Irene described herself throughout her childhood and into her teen years, as ‘demanding and socially inept’.

‘My mother wasn’t an easy person to deal with and growing up in the Anglican Church, I relied on that community to provide solace and stability.’

Irene told the Commissioner she battled an ‘unpleasant’ time in high school through the early 1970s, and at about the age of 15 years, sought counselling and support from Reverend Mallard.

She’d met him through the Girls Friendly Society.

‘Somehow I found out where he worked and went there and said I wanted to talk to him about something. He picked me up from school and we went to the beach, and he masturbated and touched me on the breast. I don’t think I saw him after that.’

Although Irene couldn’t recall seeing Mallard again, about two years later she experienced further sexual abuse by another Anglican Minister, after she’d begun going to youth-oriented services at an Adelaide church at 16.

‘I wanted to talk to someone about what happened with Reverend Mallard, so I went to Reverend Walters and he asked me to see him at his home during the day. When I got there he asked me to massage his shoulders, and during the process he undressed himself and masturbated. I remember him ejaculating, and going into the bedroom to get a handkerchief. He said we had to be careful because he had a cleaner coming in.’

At 19, Irene married, but the marriage lasted only a couple of years.

☆ ☆ ☆ ☆ ☆ ☆ ☆

TASK REQUIREMENTS:
1/ According to Irene's account, at about what age did she seek counselling and support from Reverend Mallard?
2/ Give every age of Irene's that her account states.
3/ Resume Irene's account after its last sentence.

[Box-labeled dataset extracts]
☆ ☆ ☆ ☆ ☆ ☆ ☆

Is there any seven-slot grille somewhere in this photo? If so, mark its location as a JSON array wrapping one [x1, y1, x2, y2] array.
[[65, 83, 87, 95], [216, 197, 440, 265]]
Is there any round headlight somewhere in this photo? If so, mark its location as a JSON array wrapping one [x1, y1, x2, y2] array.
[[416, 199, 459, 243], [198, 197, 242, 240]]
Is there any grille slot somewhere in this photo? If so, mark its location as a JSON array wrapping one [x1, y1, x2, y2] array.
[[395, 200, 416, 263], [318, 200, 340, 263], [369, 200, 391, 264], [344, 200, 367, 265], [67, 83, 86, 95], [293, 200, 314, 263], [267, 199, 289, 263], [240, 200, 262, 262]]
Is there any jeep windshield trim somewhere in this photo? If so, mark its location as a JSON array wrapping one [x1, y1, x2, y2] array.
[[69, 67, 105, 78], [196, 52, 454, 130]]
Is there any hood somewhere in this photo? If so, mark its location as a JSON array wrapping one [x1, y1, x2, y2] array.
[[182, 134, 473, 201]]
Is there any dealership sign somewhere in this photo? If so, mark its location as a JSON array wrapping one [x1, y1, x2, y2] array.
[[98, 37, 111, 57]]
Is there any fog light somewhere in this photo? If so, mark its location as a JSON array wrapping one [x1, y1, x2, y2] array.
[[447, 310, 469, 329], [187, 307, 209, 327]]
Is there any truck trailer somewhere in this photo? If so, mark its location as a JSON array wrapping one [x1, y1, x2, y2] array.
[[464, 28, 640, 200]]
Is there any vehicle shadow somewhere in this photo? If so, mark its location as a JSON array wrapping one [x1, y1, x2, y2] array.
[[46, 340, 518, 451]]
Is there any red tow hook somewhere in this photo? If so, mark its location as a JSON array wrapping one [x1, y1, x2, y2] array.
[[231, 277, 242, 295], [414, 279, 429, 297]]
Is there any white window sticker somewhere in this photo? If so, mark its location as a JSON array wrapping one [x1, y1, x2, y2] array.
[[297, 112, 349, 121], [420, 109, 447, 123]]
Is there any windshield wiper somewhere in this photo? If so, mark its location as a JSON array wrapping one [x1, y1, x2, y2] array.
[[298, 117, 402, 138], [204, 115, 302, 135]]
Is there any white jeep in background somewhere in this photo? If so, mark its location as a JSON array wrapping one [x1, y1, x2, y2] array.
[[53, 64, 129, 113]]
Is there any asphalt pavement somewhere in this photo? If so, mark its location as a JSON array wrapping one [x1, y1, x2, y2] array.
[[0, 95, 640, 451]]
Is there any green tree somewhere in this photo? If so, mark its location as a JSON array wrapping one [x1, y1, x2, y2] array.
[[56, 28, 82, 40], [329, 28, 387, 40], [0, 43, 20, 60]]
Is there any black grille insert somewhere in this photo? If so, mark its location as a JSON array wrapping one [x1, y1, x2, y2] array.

☆ ☆ ☆ ☆ ☆ ☆ ☆

PER-TASK OUTPUTS:
1/ At about 15 years of age.

2/ About 15, 16, and 19.

3/
‘I left home at 16 and in my 20s I went through alcohol abuse, and a couple of suicide attempts.’

In the mid-1990s, Irene decided to report both abusers to the bishop. She said she then attended a meeting with Reverend Mallard at the bishop’s private residence.

‘It was really hard, no supports. I just did what I was told, I was very compliant. Mallard said “Yes it happened”, but said he didn’t realise the effect it would have on me, and apologised in that sense, but nothing happened to him. The Anglicans wouldn’t deal with Walters at all because he was in the process of moving to the Catholic Church.’

The Anglican Church provided Irene with access to a counsellor, who she found to be satisfactory, but nothing more.

Later, after media coverage of Walters (now Father Walters), she contacted the Catholic Church to report him.

‘I went to a meeting and had to face Walters. It was a private meeting, all very hush hush. The first thing he did was to come up and literally stand over me, it was very intimidating. The purpose of the session was supposed to be so I could tell them what had happened and challenge Walters, but I got the sense they thought I’d been a crazy young person, so what did I expect them to do? That’s all I walked away with, it was like I wasn’t believed.’

In the late 2000s, Irene contacted police and was told it was likely she was not the only victim of the two men.

‘The police were great, took it seriously. They’ve been great, but both cases have stalled, and Walters is still preaching, in a cathedral. If that’s not supporting him, I don’t know what is, he should be suspended without pay.’

Irene said the responses from both Churches have inflicted greater emotional damage than the sexual abuse itself.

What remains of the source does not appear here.